* Reading passage
Jashi ran about 20 strides, stumbled and fell under a giant Banyan tree. He was still inside the gated compound and wanted to get to the crowd of protesters outside. He pulled himself up and ran again, this time for 50 to 60 strides, through the gate and into the mass of people, who made way for the human fireball. He was baring his teeth in what could have been a broad smile — or an expression of excruciating pain.
Jinpa was among the many friends who were there that day. He saw the flaming man and then recognized Jashi’s face. He yelled out his name.
Pandemonium: Wails, screams, people frantically shaking water from their plastic bottles onto the flames. An elderly policeman tried to beat out the fire with his hat. A friend of Jashi’s, Sonam Tseten, began whipping at the fire with his backpack. But then Tseten realized that his mobile phone was in the pack and that the weight of it might be hurting his friend. So he tossed the pack aside and pulled off his shirt. “When I hit the upper side of his body with my shirt, the lower side burned more,” Tseten recalls. “When I hit the lower side, the upper side burned more.”
Above all of the cries and shouts, several witnesses later recalled most distinctly the roar of the fire: foh-foh-foh.
The first Tibetan to self-immolate in the modern era did so in the same location during a 1998 hunger strike. Just as Jashi would, Thupten Ngodup initially survived the inferno. The Dalai Lama paid him a visit at Ram Manohar Lohia hospital a day later. Ngodup tried to sit up to receive His Holiness but was gently encouraged not to. The Dalai Lama whispered through the gauze wrapped around Ngodup’s head. According to an account the former gave to Columbia University scholar Robert Thurman, he said, “Do not pass over with hatred for the Chinese in your heart. You are brave and you made your statement, but let not your motive be hatred.” The patient indicated that he understood.

* Record excerpts

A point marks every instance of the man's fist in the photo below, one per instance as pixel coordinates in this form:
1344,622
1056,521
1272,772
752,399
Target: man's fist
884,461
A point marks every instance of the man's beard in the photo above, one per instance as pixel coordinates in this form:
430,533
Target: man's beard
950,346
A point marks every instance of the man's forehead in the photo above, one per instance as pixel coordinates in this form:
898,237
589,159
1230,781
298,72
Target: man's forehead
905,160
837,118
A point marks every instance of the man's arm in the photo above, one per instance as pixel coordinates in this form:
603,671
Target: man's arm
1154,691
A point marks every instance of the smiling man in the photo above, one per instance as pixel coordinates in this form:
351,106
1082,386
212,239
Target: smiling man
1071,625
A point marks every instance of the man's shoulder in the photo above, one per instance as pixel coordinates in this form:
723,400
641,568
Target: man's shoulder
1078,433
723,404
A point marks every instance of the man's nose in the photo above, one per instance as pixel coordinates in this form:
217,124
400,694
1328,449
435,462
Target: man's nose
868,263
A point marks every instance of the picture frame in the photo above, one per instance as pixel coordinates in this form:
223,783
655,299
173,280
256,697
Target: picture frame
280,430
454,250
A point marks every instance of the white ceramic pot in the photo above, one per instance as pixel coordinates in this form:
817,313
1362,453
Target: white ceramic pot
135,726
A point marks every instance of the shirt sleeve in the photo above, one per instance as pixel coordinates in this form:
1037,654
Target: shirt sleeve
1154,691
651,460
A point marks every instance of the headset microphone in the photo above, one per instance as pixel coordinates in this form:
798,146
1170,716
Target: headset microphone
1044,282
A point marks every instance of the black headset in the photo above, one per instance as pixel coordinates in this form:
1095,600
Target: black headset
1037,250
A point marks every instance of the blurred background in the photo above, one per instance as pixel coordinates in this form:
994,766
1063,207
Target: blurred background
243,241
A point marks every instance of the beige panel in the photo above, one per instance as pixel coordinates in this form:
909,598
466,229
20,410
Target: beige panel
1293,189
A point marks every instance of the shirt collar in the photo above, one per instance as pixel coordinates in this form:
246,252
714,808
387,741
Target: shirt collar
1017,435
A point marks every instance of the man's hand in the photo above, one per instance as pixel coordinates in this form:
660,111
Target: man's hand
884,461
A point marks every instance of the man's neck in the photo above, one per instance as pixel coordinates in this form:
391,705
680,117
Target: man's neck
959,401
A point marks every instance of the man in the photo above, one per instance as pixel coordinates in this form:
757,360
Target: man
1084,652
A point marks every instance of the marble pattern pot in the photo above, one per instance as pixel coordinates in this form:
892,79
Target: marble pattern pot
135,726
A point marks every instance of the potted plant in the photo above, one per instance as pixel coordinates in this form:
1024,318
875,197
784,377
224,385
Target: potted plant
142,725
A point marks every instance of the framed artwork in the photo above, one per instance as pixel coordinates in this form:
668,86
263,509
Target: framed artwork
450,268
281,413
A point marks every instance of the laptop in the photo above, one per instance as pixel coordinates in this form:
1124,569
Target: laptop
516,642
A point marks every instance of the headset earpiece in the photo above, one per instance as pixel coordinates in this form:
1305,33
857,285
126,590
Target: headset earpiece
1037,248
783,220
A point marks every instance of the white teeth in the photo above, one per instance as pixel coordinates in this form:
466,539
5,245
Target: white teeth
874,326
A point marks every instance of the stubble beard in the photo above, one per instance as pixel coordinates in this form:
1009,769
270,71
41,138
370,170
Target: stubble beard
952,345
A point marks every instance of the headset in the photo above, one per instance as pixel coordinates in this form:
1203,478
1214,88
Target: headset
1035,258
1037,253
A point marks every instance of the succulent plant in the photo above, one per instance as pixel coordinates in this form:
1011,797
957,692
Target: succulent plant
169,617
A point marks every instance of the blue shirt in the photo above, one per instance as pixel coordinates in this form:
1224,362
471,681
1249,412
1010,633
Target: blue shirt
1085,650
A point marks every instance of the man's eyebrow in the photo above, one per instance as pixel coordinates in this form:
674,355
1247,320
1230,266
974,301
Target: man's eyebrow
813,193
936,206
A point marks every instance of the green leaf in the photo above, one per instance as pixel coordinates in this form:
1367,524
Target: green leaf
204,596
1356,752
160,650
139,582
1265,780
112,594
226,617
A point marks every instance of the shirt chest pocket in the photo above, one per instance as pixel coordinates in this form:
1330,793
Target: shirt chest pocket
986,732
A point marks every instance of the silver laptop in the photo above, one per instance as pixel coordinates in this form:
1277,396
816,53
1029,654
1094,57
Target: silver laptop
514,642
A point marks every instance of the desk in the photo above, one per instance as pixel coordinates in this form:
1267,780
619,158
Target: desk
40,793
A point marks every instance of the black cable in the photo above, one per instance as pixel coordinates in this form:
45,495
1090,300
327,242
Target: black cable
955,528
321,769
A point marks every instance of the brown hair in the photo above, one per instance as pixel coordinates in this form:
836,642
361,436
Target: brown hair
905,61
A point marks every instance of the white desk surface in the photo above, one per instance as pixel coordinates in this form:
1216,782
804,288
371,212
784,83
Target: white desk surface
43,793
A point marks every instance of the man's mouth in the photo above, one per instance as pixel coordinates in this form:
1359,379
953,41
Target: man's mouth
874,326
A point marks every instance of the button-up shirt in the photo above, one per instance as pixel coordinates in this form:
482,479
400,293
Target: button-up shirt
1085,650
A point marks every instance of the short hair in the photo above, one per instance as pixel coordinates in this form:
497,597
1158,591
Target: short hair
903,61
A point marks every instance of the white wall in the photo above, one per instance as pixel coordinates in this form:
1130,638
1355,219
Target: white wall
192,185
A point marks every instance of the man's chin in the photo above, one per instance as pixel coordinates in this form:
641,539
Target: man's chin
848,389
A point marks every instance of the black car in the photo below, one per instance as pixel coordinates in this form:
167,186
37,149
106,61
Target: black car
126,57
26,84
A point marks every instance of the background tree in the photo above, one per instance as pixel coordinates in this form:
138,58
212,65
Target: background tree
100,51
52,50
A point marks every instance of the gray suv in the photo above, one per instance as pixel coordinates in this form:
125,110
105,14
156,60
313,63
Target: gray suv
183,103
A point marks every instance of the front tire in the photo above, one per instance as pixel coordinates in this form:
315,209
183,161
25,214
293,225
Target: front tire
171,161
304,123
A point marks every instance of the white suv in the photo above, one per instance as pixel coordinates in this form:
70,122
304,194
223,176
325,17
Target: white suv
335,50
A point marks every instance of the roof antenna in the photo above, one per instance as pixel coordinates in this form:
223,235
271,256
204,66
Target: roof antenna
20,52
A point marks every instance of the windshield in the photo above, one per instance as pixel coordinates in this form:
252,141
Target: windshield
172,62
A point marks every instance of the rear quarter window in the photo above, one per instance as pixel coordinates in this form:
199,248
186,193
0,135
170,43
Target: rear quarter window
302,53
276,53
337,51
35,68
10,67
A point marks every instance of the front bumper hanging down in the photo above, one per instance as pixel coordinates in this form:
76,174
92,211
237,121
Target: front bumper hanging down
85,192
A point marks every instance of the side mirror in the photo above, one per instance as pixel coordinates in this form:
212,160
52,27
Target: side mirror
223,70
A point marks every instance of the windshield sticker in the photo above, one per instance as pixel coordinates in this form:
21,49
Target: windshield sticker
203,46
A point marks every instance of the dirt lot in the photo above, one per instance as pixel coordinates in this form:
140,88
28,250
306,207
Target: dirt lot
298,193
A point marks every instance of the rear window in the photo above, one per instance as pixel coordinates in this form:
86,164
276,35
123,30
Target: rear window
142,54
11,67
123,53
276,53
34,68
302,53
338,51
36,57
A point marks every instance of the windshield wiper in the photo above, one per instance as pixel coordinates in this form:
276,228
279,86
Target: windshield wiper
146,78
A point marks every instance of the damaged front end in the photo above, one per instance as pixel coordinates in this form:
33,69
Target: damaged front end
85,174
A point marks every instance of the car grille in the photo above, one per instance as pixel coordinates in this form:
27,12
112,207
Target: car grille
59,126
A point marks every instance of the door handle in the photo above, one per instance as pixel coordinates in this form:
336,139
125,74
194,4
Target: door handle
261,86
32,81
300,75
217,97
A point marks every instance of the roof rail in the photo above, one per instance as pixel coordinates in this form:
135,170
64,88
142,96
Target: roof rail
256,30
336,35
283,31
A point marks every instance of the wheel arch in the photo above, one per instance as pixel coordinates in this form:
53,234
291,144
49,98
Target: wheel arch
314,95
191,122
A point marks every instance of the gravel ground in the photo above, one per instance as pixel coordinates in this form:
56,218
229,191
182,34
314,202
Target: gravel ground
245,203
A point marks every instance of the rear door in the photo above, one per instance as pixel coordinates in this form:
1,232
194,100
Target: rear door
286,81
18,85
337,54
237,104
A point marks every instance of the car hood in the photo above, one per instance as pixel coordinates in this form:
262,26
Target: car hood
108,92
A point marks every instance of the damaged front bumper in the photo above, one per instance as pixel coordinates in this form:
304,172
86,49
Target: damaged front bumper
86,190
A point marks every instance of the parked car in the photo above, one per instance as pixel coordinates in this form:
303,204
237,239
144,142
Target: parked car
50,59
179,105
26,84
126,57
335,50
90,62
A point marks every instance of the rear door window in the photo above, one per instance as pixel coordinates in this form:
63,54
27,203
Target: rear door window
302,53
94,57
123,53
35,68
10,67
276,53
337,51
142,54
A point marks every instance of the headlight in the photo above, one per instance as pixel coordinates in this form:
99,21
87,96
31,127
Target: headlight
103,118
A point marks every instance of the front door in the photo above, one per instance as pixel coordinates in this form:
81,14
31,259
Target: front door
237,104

* About this exercise
Please carry on the passage about the Tibetan self-immolation protests, starting right after its final sentence.

* Task output
“This is violence, even if it is self-inflicted,” the Dalai Lama told Thurman. “The same energy that can cause someone to do this to himself is very close to the energy that enables someone to kill others in fury and outrage.”
Ngodup’s fiery protest was an isolated incident. More than a decade later, in February 2009, another Tibetan [, inside Tibet,] self-immolated, then another followed two years later in March 2011. Since then, the numbers have soared: More than 80 Tibetans [in China-occupied Tibet] have torched themselves, one of the biggest waves of self-immolation in modern history. The overwhelming majority of self-immolations, carried out by monks, nuns, and increasingly by lay people, have occurred inside Tibet.
During this wave of immolations, the Dalai Lama has remained mostly silent, except to say that he must remain “neutral” on the protests. “If I say something negative, then the family members of those people feel very sad,” he told a reporter for The Hindu newspaper in July. “They sacrificed their own life. It is not easy. So I do not want to create some kind of impression that this is wrong.”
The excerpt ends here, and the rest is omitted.